What you should do –
Copy out everything from the line that contains "object_query = young woman" down to the last of the lines below, keeping both ends and changing nothing.
◆ ◆ ◆ ◆ ◆ ◆ ◆
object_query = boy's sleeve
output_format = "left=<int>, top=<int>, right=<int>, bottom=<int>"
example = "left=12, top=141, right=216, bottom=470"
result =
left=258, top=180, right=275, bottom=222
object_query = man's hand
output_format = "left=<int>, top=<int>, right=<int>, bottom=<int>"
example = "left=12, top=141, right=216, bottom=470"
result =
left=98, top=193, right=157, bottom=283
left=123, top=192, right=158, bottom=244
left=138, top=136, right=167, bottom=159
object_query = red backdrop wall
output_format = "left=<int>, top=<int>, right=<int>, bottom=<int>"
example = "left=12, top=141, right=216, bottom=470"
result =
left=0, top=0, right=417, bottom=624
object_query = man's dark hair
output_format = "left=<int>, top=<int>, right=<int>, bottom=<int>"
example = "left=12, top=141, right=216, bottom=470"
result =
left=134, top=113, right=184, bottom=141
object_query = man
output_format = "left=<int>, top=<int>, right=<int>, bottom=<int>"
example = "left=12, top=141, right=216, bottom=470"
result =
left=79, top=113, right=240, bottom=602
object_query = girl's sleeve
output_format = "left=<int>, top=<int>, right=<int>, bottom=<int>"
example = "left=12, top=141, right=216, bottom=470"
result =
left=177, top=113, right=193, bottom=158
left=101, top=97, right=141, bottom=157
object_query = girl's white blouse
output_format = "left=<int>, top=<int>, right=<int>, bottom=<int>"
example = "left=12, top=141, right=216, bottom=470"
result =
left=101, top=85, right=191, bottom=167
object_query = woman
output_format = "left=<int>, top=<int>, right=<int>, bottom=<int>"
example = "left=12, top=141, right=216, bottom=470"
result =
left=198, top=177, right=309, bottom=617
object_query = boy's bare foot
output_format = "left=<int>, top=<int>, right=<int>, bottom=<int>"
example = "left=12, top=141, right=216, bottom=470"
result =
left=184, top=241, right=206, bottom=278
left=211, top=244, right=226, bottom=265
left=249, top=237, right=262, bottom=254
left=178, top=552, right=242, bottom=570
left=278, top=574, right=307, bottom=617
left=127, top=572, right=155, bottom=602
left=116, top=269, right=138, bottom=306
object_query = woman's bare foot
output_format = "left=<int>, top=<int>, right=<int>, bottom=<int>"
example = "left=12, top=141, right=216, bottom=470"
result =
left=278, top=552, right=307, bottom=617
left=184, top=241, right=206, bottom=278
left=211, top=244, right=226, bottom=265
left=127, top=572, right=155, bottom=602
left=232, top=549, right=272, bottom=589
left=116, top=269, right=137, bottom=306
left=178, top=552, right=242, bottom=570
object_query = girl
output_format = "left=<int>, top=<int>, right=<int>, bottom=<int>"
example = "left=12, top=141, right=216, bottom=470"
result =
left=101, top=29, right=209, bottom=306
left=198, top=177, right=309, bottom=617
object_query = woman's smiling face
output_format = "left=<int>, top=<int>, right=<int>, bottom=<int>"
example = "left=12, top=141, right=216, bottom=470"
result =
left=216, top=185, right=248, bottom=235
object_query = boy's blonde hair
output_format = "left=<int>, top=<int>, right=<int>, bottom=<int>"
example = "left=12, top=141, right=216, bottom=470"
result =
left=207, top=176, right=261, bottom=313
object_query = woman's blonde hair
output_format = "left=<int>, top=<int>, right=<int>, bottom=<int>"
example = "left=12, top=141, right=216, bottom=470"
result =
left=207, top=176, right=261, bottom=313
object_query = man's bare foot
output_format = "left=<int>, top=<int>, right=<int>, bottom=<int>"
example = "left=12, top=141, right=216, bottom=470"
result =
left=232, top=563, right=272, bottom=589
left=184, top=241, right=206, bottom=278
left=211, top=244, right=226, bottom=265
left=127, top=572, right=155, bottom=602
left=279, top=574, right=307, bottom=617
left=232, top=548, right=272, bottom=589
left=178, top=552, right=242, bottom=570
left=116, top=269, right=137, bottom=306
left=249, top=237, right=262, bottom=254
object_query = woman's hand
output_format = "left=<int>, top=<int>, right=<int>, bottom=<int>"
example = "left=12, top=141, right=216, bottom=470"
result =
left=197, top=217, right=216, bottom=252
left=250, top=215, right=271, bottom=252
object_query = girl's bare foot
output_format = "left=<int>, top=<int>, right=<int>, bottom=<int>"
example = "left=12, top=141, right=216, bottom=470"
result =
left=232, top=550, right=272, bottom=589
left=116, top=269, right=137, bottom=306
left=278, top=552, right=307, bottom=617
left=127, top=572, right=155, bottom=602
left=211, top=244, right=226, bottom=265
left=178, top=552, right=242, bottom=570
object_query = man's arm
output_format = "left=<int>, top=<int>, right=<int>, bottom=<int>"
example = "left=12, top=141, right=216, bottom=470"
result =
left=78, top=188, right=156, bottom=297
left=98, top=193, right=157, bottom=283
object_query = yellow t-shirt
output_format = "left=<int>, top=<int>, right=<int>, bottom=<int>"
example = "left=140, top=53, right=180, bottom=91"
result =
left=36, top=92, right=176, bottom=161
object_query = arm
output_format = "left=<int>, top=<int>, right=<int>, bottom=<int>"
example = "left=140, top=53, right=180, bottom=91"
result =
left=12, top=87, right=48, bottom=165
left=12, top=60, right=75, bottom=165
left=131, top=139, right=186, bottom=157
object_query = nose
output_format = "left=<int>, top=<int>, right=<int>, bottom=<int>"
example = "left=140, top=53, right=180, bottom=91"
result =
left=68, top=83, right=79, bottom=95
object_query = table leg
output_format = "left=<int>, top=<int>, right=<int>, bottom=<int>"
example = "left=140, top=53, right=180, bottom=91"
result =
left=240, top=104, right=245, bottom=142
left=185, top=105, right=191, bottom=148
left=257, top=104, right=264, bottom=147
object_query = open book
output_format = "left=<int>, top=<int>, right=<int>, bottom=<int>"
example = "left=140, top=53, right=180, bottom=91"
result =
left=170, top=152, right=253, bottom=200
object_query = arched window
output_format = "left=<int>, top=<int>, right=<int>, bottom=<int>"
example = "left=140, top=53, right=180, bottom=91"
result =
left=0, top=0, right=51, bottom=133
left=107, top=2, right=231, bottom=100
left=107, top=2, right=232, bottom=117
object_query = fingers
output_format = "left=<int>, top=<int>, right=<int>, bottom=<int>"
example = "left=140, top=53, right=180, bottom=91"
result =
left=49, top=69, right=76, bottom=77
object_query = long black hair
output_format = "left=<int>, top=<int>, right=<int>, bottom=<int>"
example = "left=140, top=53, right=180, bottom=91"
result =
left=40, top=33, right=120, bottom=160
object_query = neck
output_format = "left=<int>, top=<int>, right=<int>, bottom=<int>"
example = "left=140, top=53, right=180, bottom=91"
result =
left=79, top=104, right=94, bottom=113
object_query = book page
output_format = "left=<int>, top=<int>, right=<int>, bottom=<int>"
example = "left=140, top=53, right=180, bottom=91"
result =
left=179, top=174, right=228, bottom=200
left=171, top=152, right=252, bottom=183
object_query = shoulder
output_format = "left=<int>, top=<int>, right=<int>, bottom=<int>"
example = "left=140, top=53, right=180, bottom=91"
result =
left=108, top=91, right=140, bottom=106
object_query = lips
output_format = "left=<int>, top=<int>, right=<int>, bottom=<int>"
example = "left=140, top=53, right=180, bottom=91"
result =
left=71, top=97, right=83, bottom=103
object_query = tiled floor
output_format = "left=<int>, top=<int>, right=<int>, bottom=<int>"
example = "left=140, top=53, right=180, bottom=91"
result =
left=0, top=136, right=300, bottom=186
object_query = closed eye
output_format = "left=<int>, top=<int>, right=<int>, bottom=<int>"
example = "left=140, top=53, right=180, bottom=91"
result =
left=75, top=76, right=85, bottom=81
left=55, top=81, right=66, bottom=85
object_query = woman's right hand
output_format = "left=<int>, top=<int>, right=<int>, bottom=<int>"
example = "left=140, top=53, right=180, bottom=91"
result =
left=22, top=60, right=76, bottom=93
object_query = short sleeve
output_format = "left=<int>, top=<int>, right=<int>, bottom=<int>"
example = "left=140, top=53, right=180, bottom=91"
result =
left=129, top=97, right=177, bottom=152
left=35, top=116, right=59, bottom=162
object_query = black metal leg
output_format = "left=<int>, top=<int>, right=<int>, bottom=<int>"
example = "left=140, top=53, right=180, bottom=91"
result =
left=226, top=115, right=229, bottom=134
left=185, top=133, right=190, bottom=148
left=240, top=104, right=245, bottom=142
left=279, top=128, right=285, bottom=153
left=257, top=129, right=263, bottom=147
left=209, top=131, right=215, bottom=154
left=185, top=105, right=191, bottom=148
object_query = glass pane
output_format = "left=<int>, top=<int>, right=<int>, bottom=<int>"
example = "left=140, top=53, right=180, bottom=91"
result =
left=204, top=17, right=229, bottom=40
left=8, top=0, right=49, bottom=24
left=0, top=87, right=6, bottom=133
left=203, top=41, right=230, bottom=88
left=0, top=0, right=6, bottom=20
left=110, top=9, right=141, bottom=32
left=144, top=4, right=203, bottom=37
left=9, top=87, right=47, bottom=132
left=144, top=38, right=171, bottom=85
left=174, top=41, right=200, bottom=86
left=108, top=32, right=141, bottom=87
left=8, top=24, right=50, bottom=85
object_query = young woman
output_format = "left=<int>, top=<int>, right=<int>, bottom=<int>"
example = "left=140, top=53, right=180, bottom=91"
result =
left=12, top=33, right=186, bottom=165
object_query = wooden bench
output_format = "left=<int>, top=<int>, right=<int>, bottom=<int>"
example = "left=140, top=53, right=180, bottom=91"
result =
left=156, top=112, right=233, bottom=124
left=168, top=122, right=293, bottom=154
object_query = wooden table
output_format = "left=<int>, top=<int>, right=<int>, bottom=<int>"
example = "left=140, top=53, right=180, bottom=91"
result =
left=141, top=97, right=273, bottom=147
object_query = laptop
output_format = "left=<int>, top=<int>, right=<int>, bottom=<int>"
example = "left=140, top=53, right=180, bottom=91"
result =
◆ ◆ ◆ ◆ ◆ ◆ ◆
Task response –
object_query = young woman
output_format = "left=<int>, top=<int>, right=<int>, bottom=<int>"
example = "left=140, top=53, right=180, bottom=91"
result =
left=12, top=33, right=186, bottom=165
object_query = wooden bench
output_format = "left=<int>, top=<int>, right=<int>, bottom=<int>"
example = "left=140, top=53, right=180, bottom=91"
result =
left=156, top=112, right=233, bottom=124
left=168, top=122, right=293, bottom=154
object_query = wooden table
output_format = "left=<int>, top=<int>, right=<int>, bottom=<int>"
example = "left=140, top=53, right=180, bottom=91"
result =
left=141, top=97, right=273, bottom=147
object_query = laptop
output_format = "left=<int>, top=<int>, right=<int>, bottom=<int>"
example = "left=140, top=53, right=180, bottom=91"
result =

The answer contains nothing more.